TO DO: Edit the records below so that each occurrence of "disc" reads "circle", and leave every other part unchanged.

Location identification items:
++++++
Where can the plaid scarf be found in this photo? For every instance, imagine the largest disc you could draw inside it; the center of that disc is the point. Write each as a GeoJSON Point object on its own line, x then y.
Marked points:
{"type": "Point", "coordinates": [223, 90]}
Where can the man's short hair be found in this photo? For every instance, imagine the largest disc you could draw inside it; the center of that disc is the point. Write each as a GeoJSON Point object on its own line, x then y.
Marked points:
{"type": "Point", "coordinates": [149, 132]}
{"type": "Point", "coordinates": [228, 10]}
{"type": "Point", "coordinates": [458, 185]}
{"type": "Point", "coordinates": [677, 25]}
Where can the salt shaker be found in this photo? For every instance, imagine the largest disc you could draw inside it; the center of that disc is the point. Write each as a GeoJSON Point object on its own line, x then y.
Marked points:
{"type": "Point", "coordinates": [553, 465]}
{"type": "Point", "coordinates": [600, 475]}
++++++
TASK OUTPUT:
Where can the plaid scarf be found in this photo? For every instance, imagine the largest circle you could draw inside it; the center of that circle is the point. Write each as a GeoJSON Point object on its own line, x then y.
Marked points:
{"type": "Point", "coordinates": [223, 90]}
Where can the man's short hair be found in this photo? For every instance, imagine the largest circle you could draw inside it; the center of that circle is the point. Write each as a GeoJSON Point object on its own line, x then y.
Marked points:
{"type": "Point", "coordinates": [149, 132]}
{"type": "Point", "coordinates": [228, 10]}
{"type": "Point", "coordinates": [458, 185]}
{"type": "Point", "coordinates": [677, 25]}
Where can the salt shaker be found in this photo? For every instance, imagine the largest circle you could draw inside it; the center of that circle is the point. Write each as a GeoJSON Point object on its own line, x then y.
Marked points:
{"type": "Point", "coordinates": [553, 465]}
{"type": "Point", "coordinates": [600, 475]}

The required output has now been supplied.